(Records from a collection)
[Start of section]
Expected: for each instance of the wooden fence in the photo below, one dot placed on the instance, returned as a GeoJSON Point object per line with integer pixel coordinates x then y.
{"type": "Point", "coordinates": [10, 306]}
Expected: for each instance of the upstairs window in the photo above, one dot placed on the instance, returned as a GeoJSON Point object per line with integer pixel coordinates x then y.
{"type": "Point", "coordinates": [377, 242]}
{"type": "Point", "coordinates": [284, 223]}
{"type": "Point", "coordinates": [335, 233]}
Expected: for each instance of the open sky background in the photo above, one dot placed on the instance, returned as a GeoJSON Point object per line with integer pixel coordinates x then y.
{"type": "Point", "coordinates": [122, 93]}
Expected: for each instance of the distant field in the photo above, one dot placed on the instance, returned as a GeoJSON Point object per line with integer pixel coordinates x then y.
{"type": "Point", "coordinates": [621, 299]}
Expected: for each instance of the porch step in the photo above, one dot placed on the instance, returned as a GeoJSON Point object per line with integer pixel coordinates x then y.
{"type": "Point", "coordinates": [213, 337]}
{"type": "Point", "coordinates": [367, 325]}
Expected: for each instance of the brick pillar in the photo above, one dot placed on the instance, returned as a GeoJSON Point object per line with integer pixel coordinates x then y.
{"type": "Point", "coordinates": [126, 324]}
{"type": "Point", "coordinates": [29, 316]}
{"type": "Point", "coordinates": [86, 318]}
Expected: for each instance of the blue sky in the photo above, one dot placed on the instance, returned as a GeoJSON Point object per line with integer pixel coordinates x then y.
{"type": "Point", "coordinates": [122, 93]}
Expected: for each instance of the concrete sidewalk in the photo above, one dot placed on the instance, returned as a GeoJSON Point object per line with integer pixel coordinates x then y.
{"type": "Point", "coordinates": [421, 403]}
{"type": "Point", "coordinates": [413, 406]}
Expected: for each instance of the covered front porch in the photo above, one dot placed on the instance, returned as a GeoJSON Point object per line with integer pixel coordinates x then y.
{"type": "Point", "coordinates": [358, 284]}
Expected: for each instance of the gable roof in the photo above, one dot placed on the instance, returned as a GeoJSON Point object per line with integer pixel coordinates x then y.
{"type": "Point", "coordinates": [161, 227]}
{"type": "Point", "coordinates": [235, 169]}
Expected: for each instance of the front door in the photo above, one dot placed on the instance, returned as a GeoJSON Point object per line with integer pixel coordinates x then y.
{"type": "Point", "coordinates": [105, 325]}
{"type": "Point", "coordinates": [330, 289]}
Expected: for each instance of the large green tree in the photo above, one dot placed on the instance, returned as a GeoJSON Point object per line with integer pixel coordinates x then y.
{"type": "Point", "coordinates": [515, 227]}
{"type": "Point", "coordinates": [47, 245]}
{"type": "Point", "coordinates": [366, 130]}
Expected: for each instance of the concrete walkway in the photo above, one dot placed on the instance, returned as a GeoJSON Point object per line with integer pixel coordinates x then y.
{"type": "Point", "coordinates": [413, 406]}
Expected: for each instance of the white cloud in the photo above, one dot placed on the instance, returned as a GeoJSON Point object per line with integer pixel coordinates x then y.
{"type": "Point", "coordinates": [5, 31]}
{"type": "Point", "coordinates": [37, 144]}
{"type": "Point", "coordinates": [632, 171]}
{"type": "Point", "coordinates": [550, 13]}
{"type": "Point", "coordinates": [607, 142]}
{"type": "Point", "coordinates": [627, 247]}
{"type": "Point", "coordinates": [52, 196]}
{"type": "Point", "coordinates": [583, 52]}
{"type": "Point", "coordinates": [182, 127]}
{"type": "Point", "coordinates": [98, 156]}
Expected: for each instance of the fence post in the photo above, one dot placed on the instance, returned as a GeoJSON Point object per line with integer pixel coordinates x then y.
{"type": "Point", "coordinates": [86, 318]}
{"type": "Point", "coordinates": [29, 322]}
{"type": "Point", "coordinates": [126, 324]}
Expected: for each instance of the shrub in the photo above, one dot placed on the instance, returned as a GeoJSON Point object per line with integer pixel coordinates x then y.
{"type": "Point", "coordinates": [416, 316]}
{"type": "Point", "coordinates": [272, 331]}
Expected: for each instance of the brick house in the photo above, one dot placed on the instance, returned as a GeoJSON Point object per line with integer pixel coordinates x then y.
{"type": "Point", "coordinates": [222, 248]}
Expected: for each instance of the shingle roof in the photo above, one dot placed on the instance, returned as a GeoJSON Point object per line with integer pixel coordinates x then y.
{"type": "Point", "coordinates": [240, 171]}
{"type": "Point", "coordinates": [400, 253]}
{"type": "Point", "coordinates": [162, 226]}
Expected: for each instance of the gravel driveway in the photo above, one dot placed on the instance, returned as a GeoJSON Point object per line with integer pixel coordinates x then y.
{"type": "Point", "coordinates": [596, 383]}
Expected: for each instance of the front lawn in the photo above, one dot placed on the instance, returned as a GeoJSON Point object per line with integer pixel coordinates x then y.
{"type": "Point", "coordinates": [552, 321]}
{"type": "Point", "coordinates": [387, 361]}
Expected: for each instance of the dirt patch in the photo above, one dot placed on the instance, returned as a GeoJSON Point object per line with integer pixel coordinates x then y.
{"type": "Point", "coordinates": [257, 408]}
[End of section]
▸ EXERCISE DETAILS
Reproduce the entries in full, exactly as written.

▸ SOLUTION TO THIS EXERCISE
Expected: for each instance of the wooden fence in the photo below, one dot placed on the instance, returned as a GeoJSON Point object per line with integer pixel coordinates x then y.
{"type": "Point", "coordinates": [10, 306]}
Expected: for each instance of the upstairs window in the photo above, one dot placed on the instance, returned as a GeoJSON Point object per line with integer pixel coordinates x then y.
{"type": "Point", "coordinates": [377, 242]}
{"type": "Point", "coordinates": [284, 223]}
{"type": "Point", "coordinates": [335, 233]}
Expected: for each instance of the open sky background in the photo above, one dot placed on the instance, returned as a GeoJSON Point object per line with integer pixel coordinates x then y.
{"type": "Point", "coordinates": [122, 93]}
Expected: for each instance of the distant field in the photo above, one dot placed on the instance, returned as a GeoJSON Point object per line with integer pixel coordinates x then y.
{"type": "Point", "coordinates": [621, 299]}
Expected: for each instance of the porch step in the photo above, one dot placed on the instance, returned as a GeoJSON Point object per line with integer pixel coordinates x then y.
{"type": "Point", "coordinates": [213, 337]}
{"type": "Point", "coordinates": [367, 325]}
Expected: for each instance of the brick pillar in the photo above, one dot placed on the instance, returned as a GeoJSON Point object per line with integer pixel coordinates x then y.
{"type": "Point", "coordinates": [126, 324]}
{"type": "Point", "coordinates": [29, 316]}
{"type": "Point", "coordinates": [86, 318]}
Expected: for each instance of the blue sky in the photo above, one dot placed on the instance, returned as a GeoJSON Point object per line with integer pixel coordinates x then y.
{"type": "Point", "coordinates": [122, 93]}
Expected: for each instance of the concrete sidewalk in the photo above, one dot placed on the instance, returned as a GeoJSON Point object per line with integer pixel coordinates x then y.
{"type": "Point", "coordinates": [421, 403]}
{"type": "Point", "coordinates": [413, 406]}
Expected: for each instance of the covered front porch in the photo above, one dot placed on the instance, returned as a GeoJSON Point object per line with integer pixel coordinates x then y.
{"type": "Point", "coordinates": [358, 284]}
Expected: for each instance of the gable roof in the photo above, one dot placed on the instance, returned as a GeoJSON Point object per line with integer pixel coordinates x then y.
{"type": "Point", "coordinates": [161, 227]}
{"type": "Point", "coordinates": [235, 169]}
Expected: for each instance of the front door in the photo above, one dot placed on the instance, returned as a GeoJSON Point object per line with integer pixel coordinates x then y.
{"type": "Point", "coordinates": [105, 325]}
{"type": "Point", "coordinates": [330, 289]}
Expected: for each instance of the large green tree in the photo above, one dot placed on the instance, returned as a GeoJSON Point object per line with integer pixel coordinates x then y.
{"type": "Point", "coordinates": [515, 227]}
{"type": "Point", "coordinates": [47, 245]}
{"type": "Point", "coordinates": [366, 130]}
Expected: for each instance of the concrete walkway in the photo above, one dot placed on the instance, returned as a GeoJSON Point object per line with integer pixel coordinates x then y.
{"type": "Point", "coordinates": [413, 406]}
Expected: for each instance of the white cloud in the photo above, one dot placed on the instance, returned as a GeoJSON Point object per line with integer pixel coordinates x then y.
{"type": "Point", "coordinates": [5, 31]}
{"type": "Point", "coordinates": [37, 144]}
{"type": "Point", "coordinates": [632, 171]}
{"type": "Point", "coordinates": [550, 13]}
{"type": "Point", "coordinates": [607, 142]}
{"type": "Point", "coordinates": [627, 247]}
{"type": "Point", "coordinates": [52, 196]}
{"type": "Point", "coordinates": [583, 52]}
{"type": "Point", "coordinates": [182, 127]}
{"type": "Point", "coordinates": [98, 156]}
Expected: for each instance of the fence post in the photo above, one dot placed on the instance, returned as a GeoJSON Point object per line with integer pixel coordinates x then y.
{"type": "Point", "coordinates": [86, 318]}
{"type": "Point", "coordinates": [29, 322]}
{"type": "Point", "coordinates": [126, 324]}
Expected: for each instance of the shrub in the photo above, one dot placed on the instance, returned as a GeoJSON Point object per line with integer pixel coordinates x then y.
{"type": "Point", "coordinates": [416, 316]}
{"type": "Point", "coordinates": [272, 331]}
Expected: for each instance of the brick house in the photo above, one dot placed on the instance, returned as a GeoJSON Point object per line with integer pixel coordinates x then y.
{"type": "Point", "coordinates": [222, 248]}
Expected: for each instance of the shingle roof in the photo above, one dot placed on the instance, returned as a GeoJSON Point object per line with integer pixel coordinates x then y.
{"type": "Point", "coordinates": [240, 171]}
{"type": "Point", "coordinates": [400, 253]}
{"type": "Point", "coordinates": [162, 226]}
Expected: for each instance of the gravel driveway in the photo above, one dot placed on the instance, returned as a GeoJSON Point object per line with integer pixel coordinates x then y.
{"type": "Point", "coordinates": [596, 383]}
Expected: for each instance of the front lawn in the photo above, one dot placed on the instance, returned as a GeoJSON Point object per line with integer pixel coordinates x then y.
{"type": "Point", "coordinates": [552, 321]}
{"type": "Point", "coordinates": [387, 361]}
Expected: for each instance of the dirt patch in the photo above, one dot placed on the instance, returned as a GeoJSON Point object per line with integer pixel coordinates x then y.
{"type": "Point", "coordinates": [257, 408]}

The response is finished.